Start of Data for the task

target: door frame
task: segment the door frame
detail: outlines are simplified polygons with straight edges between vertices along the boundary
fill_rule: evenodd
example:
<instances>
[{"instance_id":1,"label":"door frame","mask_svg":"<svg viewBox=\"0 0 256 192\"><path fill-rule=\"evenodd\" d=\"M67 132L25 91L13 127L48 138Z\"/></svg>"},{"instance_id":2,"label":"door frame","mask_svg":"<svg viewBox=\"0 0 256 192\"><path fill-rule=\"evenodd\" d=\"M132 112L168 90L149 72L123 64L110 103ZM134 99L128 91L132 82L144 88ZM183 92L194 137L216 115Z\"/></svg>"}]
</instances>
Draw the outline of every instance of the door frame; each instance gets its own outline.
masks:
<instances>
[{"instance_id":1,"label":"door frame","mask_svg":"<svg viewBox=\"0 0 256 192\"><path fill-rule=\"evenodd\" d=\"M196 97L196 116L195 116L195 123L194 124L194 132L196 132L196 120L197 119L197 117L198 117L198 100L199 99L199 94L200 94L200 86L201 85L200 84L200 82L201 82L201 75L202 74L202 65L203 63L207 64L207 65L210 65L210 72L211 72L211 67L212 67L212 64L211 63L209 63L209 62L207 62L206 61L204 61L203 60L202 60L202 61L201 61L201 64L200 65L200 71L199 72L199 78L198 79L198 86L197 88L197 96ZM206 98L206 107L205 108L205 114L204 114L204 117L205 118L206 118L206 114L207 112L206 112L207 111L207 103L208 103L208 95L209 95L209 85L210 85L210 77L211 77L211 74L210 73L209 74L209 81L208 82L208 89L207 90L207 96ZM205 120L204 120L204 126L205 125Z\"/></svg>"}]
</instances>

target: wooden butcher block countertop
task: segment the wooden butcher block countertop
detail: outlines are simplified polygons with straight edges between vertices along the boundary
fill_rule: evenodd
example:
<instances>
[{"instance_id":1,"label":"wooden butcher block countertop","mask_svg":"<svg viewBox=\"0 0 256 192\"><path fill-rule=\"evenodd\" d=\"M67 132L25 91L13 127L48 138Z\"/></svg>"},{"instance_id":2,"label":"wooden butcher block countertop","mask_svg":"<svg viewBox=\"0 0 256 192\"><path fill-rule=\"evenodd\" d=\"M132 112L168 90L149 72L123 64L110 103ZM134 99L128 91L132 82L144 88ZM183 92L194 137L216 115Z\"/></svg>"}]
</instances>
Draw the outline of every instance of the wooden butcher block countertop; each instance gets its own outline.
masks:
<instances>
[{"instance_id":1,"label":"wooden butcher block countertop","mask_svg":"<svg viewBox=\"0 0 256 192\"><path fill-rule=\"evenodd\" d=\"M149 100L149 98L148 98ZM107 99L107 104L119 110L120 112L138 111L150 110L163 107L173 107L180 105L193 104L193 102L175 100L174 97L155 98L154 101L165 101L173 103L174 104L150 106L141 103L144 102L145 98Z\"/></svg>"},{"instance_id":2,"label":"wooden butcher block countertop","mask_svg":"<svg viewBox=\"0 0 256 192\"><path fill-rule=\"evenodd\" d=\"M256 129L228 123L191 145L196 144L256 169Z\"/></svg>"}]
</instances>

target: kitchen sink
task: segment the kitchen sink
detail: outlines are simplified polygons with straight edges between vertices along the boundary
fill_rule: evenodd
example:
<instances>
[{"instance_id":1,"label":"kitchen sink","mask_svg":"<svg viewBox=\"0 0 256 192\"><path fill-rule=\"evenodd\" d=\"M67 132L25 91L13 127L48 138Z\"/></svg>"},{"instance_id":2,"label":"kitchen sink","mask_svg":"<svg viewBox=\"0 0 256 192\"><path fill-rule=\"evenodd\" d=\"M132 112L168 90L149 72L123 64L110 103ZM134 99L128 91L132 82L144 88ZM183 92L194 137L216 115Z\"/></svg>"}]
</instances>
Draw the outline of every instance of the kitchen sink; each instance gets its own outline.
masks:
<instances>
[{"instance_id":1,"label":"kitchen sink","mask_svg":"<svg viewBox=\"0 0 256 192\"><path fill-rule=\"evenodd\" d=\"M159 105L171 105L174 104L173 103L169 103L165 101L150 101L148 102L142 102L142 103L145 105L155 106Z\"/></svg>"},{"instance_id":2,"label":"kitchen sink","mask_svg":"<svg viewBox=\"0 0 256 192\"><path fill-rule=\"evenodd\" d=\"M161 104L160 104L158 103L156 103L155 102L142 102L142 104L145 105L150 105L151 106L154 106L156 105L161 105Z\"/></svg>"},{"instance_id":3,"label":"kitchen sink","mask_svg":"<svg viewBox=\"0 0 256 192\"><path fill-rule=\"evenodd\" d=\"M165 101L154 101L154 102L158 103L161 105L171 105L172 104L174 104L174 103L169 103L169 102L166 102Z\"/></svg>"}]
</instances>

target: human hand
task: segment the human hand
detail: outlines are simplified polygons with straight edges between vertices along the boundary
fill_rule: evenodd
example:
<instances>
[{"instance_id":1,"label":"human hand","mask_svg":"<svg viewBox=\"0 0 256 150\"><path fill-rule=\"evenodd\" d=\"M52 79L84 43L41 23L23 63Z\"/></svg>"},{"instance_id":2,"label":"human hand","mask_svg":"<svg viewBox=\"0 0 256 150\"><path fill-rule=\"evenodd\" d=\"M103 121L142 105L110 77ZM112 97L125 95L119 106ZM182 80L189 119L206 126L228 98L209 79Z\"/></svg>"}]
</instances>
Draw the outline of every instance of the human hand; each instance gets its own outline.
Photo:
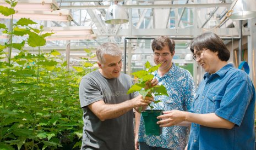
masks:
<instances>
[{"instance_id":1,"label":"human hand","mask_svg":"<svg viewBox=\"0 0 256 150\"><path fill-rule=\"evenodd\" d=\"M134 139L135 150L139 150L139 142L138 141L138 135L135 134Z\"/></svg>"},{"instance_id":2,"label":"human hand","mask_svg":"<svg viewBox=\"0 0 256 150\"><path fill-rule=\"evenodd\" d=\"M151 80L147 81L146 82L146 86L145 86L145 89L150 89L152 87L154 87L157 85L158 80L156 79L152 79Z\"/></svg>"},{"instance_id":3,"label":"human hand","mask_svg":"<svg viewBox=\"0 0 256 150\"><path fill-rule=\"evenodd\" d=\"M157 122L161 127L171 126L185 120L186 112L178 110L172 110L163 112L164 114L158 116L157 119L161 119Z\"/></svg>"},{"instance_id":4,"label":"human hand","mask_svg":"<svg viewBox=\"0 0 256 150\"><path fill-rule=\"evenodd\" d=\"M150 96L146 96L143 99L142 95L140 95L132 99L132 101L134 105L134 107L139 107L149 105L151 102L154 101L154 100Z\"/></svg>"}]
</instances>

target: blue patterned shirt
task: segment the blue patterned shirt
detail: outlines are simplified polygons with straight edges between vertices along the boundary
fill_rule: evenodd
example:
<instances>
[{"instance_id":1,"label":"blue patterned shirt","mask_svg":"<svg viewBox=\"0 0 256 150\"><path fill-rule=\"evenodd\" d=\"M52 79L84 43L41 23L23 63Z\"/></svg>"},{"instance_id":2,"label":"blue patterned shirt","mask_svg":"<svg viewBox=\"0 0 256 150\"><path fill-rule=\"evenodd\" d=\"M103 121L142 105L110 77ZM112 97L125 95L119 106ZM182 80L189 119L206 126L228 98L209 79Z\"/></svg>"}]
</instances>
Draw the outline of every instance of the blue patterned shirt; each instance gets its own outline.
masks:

End of Data for the task

Given instruction >> Go through the entries above and output them exactly, without pictures.

Reply to the exercise >>
target: door frame
task: segment the door frame
detail: outlines are simplified polygons with straight edges between vertices along the boundary
fill_rule: evenodd
example:
<instances>
[{"instance_id":1,"label":"door frame","mask_svg":"<svg viewBox=\"0 0 256 192\"><path fill-rule=\"evenodd\" d=\"M67 132L25 91L13 127L48 138Z\"/></svg>"},{"instance_id":2,"label":"door frame","mask_svg":"<svg viewBox=\"0 0 256 192\"><path fill-rule=\"evenodd\" d=\"M132 112L168 90L149 72L123 64L110 103ZM134 99L128 91L132 82L144 88ZM183 92L194 137L216 115Z\"/></svg>"}]
</instances>
Draw the outline of every instance of the door frame; each instance gets its own outline.
masks:
<instances>
[{"instance_id":1,"label":"door frame","mask_svg":"<svg viewBox=\"0 0 256 192\"><path fill-rule=\"evenodd\" d=\"M196 97L196 116L195 116L195 123L194 124L194 132L196 132L196 120L197 119L197 117L198 117L198 100L199 99L199 94L200 94L200 86L201 85L200 84L200 82L201 82L201 75L202 74L202 65L203 63L207 64L207 65L210 65L210 72L211 72L211 67L212 67L212 64L211 63L209 63L209 62L207 62L206 61L204 61L203 60L202 60L202 61L201 61L201 64L200 65L200 71L199 72L199 78L198 79L198 86L197 88L197 96ZM206 98L206 107L205 108L205 114L204 114L204 117L205 118L206 118L206 114L207 112L206 112L207 111L207 103L208 103L208 95L209 95L209 85L210 85L210 77L211 77L211 74L210 73L209 74L209 81L208 82L208 89L207 90L207 96ZM205 120L204 120L204 126L205 125Z\"/></svg>"}]
</instances>

target: wooden butcher block countertop
task: segment the wooden butcher block countertop
detail: outlines are simplified polygons with straight edges between vertices along the boundary
fill_rule: evenodd
example:
<instances>
[{"instance_id":1,"label":"wooden butcher block countertop","mask_svg":"<svg viewBox=\"0 0 256 192\"><path fill-rule=\"evenodd\" d=\"M67 132L25 91L13 127L48 138Z\"/></svg>"},{"instance_id":2,"label":"wooden butcher block countertop","mask_svg":"<svg viewBox=\"0 0 256 192\"><path fill-rule=\"evenodd\" d=\"M132 112L168 90L149 72L123 64L110 103ZM134 99L128 91L132 82L144 88ZM183 92L194 137L216 115Z\"/></svg>"}]
</instances>
Draw the outline of every instance of the wooden butcher block countertop; each instance gets its own outline.
masks:
<instances>
[{"instance_id":1,"label":"wooden butcher block countertop","mask_svg":"<svg viewBox=\"0 0 256 192\"><path fill-rule=\"evenodd\" d=\"M149 100L149 98L148 98ZM107 99L107 104L119 110L120 112L138 111L150 110L163 107L173 107L180 105L193 104L193 102L175 100L174 97L155 98L154 101L165 101L173 103L174 104L150 106L141 103L144 102L145 98Z\"/></svg>"},{"instance_id":2,"label":"wooden butcher block countertop","mask_svg":"<svg viewBox=\"0 0 256 192\"><path fill-rule=\"evenodd\" d=\"M256 129L228 123L191 145L196 144L256 169Z\"/></svg>"}]
</instances>

target: kitchen sink
task: segment the kitchen sink
detail: outlines are simplified polygons with straight edges between vertices along the boundary
fill_rule: evenodd
example:
<instances>
[{"instance_id":1,"label":"kitchen sink","mask_svg":"<svg viewBox=\"0 0 256 192\"><path fill-rule=\"evenodd\" d=\"M67 132L25 91L13 127L48 138Z\"/></svg>"},{"instance_id":2,"label":"kitchen sink","mask_svg":"<svg viewBox=\"0 0 256 192\"><path fill-rule=\"evenodd\" d=\"M132 112L168 90L149 72L123 64L110 103ZM134 99L128 91L132 82L144 88ZM183 92L194 137L216 115Z\"/></svg>"}]
</instances>
Draw the outline of every instance of the kitchen sink; each instance gets its own outline.
masks:
<instances>
[{"instance_id":1,"label":"kitchen sink","mask_svg":"<svg viewBox=\"0 0 256 192\"><path fill-rule=\"evenodd\" d=\"M159 105L171 105L174 104L173 103L169 103L165 101L150 101L148 102L142 102L142 103L145 105L155 106Z\"/></svg>"},{"instance_id":2,"label":"kitchen sink","mask_svg":"<svg viewBox=\"0 0 256 192\"><path fill-rule=\"evenodd\" d=\"M161 104L160 104L158 103L156 103L155 102L142 102L142 104L145 105L150 105L151 106L154 106L156 105L161 105Z\"/></svg>"},{"instance_id":3,"label":"kitchen sink","mask_svg":"<svg viewBox=\"0 0 256 192\"><path fill-rule=\"evenodd\" d=\"M165 101L154 101L154 102L158 103L161 105L171 105L172 104L174 104L174 103L169 103L169 102L166 102Z\"/></svg>"}]
</instances>

target: human hand
task: segment the human hand
detail: outlines are simplified polygons with straight edges between vertices along the boundary
fill_rule: evenodd
example:
<instances>
[{"instance_id":1,"label":"human hand","mask_svg":"<svg viewBox=\"0 0 256 150\"><path fill-rule=\"evenodd\" d=\"M52 79L84 43L41 23L23 63Z\"/></svg>"},{"instance_id":2,"label":"human hand","mask_svg":"<svg viewBox=\"0 0 256 150\"><path fill-rule=\"evenodd\" d=\"M103 121L142 105L110 77ZM112 97L125 95L119 106ZM182 80L189 119L206 126L228 98L209 79Z\"/></svg>"}]
</instances>
Draw the outline of every instance of the human hand; each instance gets its own outline.
Photo:
masks:
<instances>
[{"instance_id":1,"label":"human hand","mask_svg":"<svg viewBox=\"0 0 256 150\"><path fill-rule=\"evenodd\" d=\"M134 139L135 150L139 150L139 142L138 141L138 135L135 134Z\"/></svg>"},{"instance_id":2,"label":"human hand","mask_svg":"<svg viewBox=\"0 0 256 150\"><path fill-rule=\"evenodd\" d=\"M151 80L147 81L146 82L146 86L145 86L145 89L150 89L152 87L154 87L157 85L158 80L156 79L152 79Z\"/></svg>"},{"instance_id":3,"label":"human hand","mask_svg":"<svg viewBox=\"0 0 256 150\"><path fill-rule=\"evenodd\" d=\"M157 122L161 127L171 126L185 120L186 112L178 110L172 110L163 112L164 114L158 116L157 119L161 119Z\"/></svg>"},{"instance_id":4,"label":"human hand","mask_svg":"<svg viewBox=\"0 0 256 150\"><path fill-rule=\"evenodd\" d=\"M150 96L146 96L143 99L142 95L140 95L132 99L132 101L134 105L134 107L139 107L149 105L151 102L154 101L154 100Z\"/></svg>"}]
</instances>

target: blue patterned shirt
task: segment the blue patterned shirt
detail: outlines are simplified polygons with straight edges between vertices along the boundary
fill_rule: evenodd
example:
<instances>
[{"instance_id":1,"label":"blue patterned shirt","mask_svg":"<svg viewBox=\"0 0 256 150\"><path fill-rule=\"evenodd\" d=\"M52 79L84 43L41 23L23 63Z\"/></svg>"},{"instance_id":2,"label":"blue patterned shirt","mask_svg":"<svg viewBox=\"0 0 256 150\"><path fill-rule=\"evenodd\" d=\"M103 121L142 105L110 77ZM112 97L125 95L119 106ZM182 80L189 119L206 126L228 98L209 79Z\"/></svg>"}]
</instances>
Draw the outline of every instance of the blue patterned shirt; each instance gets its own outline.
masks:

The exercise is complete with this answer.